Alex Murdaugh’s attorneys have asked a judge to lower the disgraced legal scion’s $7 million bond, arguing that he can’t afford to pay anywhere near that amount.

“Mr. Murdaugh is a man who cannot pay his phone bill,” attorneys Dick Harpootlian and Jim Griffin wrote in a motion to a State Grand Jury judge, obtained by The Post and Courier, asking for a reduction in bond.

Murdaugh is facing dozens of criminal charges connected to allegations that he stole millions of dollars from his former legal clients and law firm and arranged a botched assisted suicide plot to take his own life so that his remaining surviving son could cash in on a $10 million life insurance policy.

For months, Murdaugh had been sitting behind bars without bond at all, but last month Judge Alison Renee Lee set a $7 million surety bond — one of the highest in the state’s history, according to The Island Packet.

In their latest motion, Murdaugh’s attorneys have argued the bond is so high that it’s “tantamount to no bond at all.”

They said that Murdaugh’s assets have been “placed into a receivership and are under the exclusive control of court-appointed co-receivers” because of the large number of civil lawsuits against the South Carolina attorney, leaving him with little money at his disposal.

They referenced an email from the law firm controlling his bank accounts saying he had “very little liquid assets” and noted he had less than $10,000 in two accounts at the Palmetto State Bank in Hampton, according to the motion.

Harpootlian and Griffin have argued that the bond should be reduced because the state’s constitution “guarantees every person the right to be released on bail, pending trial” except those accused of committing capital offenses, violent offenses or those offenses that are punishable by life in prison.  

“None of these charges allege violent offenses,” they wrote. “Mr. Murdaugh therefore has a constitutional right to be released on bail in an amount no higher than necessary to insure his presence at trial.”
++++++
:: Brief A ::
Decide whether each statement below agrees with the passage on Alex Murdaugh's bond motion. Answer yes or no for each, and quote the words of the passage that settle it.
(i) The $7 million bond was set by Judge Alison Renee Lee.
(ii) Murdaugh's attorneys claim that some of his charges allege violent offenses.
(iii) Murdaugh had more than $10,000 in two accounts at the Palmetto State Bank.
:: Brief B ::
Carry on the passage on Alex Murdaugh's bond motion, starting after its final sentence and keeping its news-report style.
++++++
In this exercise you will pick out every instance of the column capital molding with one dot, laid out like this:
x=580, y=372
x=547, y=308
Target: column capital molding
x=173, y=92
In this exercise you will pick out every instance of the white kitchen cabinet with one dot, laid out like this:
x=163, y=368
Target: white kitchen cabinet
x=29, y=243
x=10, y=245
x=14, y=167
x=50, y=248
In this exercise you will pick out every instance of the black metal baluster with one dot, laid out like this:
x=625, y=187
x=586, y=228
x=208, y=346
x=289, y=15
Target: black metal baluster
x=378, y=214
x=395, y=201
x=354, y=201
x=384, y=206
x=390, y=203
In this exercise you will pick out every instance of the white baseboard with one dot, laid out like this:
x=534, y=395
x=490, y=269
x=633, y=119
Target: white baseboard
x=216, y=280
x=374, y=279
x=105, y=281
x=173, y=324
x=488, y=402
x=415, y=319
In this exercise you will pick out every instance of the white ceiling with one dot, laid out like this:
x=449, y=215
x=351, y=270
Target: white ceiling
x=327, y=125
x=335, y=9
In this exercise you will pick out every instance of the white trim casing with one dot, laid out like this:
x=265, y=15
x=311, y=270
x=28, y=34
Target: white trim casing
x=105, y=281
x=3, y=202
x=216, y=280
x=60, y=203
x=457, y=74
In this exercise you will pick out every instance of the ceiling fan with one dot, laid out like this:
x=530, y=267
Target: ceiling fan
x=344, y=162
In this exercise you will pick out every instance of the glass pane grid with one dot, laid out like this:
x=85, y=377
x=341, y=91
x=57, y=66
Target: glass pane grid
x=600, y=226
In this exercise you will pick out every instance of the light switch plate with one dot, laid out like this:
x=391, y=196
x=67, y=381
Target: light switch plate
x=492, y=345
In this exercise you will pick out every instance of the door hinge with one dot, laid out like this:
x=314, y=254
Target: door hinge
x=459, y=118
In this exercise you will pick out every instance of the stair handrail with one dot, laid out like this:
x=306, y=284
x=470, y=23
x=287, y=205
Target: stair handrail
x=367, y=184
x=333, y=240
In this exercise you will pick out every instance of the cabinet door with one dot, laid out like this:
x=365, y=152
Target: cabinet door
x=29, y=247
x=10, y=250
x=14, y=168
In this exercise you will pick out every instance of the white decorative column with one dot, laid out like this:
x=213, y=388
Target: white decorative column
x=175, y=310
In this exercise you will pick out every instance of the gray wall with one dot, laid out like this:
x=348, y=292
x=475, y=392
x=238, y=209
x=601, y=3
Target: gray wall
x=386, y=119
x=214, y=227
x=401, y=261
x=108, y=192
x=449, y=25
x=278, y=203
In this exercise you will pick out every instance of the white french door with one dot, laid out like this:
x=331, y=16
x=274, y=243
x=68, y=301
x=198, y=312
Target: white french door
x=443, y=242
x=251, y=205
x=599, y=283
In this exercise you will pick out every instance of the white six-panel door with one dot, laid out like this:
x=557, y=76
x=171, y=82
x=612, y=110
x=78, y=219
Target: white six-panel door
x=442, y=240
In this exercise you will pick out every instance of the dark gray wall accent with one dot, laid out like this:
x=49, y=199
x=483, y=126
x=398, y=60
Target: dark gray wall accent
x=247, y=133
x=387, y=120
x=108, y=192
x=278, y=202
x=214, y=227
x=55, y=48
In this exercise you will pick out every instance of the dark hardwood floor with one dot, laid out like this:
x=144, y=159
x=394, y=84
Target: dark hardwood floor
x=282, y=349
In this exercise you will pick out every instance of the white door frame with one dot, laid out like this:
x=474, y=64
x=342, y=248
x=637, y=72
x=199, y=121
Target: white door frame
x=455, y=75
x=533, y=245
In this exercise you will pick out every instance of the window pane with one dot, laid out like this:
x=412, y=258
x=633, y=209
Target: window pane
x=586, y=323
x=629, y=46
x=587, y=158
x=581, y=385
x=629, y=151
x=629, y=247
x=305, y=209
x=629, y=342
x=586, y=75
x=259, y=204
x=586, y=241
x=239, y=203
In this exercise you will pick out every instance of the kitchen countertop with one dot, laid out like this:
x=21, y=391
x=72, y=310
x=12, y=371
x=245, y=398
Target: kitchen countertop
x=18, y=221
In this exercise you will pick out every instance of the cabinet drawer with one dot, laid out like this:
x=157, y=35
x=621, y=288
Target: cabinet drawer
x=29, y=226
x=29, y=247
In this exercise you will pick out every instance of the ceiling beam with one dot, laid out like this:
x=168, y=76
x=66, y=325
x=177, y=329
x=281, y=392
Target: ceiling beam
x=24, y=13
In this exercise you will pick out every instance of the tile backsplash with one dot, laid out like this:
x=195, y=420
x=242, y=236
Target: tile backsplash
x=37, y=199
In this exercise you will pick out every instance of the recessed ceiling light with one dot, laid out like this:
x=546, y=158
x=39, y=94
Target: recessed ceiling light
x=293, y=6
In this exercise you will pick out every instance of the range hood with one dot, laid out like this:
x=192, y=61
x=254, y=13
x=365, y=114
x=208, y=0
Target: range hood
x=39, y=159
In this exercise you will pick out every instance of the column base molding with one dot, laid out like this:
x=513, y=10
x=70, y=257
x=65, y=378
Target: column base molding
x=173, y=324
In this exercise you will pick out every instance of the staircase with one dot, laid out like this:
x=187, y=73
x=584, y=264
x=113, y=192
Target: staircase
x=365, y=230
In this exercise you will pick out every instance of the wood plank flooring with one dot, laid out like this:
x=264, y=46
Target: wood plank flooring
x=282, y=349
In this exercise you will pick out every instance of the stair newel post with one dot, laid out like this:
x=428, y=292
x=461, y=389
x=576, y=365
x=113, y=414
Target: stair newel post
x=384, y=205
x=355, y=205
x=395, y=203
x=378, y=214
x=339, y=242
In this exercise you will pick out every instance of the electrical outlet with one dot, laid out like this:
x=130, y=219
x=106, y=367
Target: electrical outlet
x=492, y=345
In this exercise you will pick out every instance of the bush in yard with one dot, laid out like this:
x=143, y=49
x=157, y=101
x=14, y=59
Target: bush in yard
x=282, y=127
++++++
:: Expected answer A ::
(i) Yes: "last month Judge Alison Renee Lee set a $7 million surety bond"
(ii) No: "None of these charges allege violent offenses,"
(iii) No: "he had less than $10,000 in two accounts at the Palmetto State Bank in Hampton"

:: Expected answer B ::
The judge has yet to rule on the motion.

Murdaugh was arrested in October after authorities said he misappropriated $3.4 million in insurance money meant for the family of his housekeeper Gloria Satterfield. Satterfield died in Feb. of 2018 after the Murdaugh family said she tripped over the family’s dogs on their property and fell and hit her head. She was rushed to a local hospital, where she died several weeks later after suffering a stroke.

That arrest came just a month after authorities had charged Murdaugh with insurance fraud and other crimes after they said he allegedly hired Curtis “Fast Eddie” Smith to shoot him in the head along a roadway in a botched assisted suicide attempt on Sept. 4. Murdaugh, who survived the attempt, had allegedly wanted his son Buster to be able to cash in on a $10 million life insurance policy, investigators said.

Smith has denied that there was a plan and told The New York Post last year that, when he'd spotted Murdaugh with a gun, he'd tried to wrestle it away from him when it went off.

Authorities are also still investigating the deaths of Murdaugh’s wife, Maggie, 52, and youngest son, Paul, 22. Both were found shot to death on the family’s Colleton County hunting compound in June. Alex Murdaugh found their bodies.

No charges have been filed in connection with the deaths.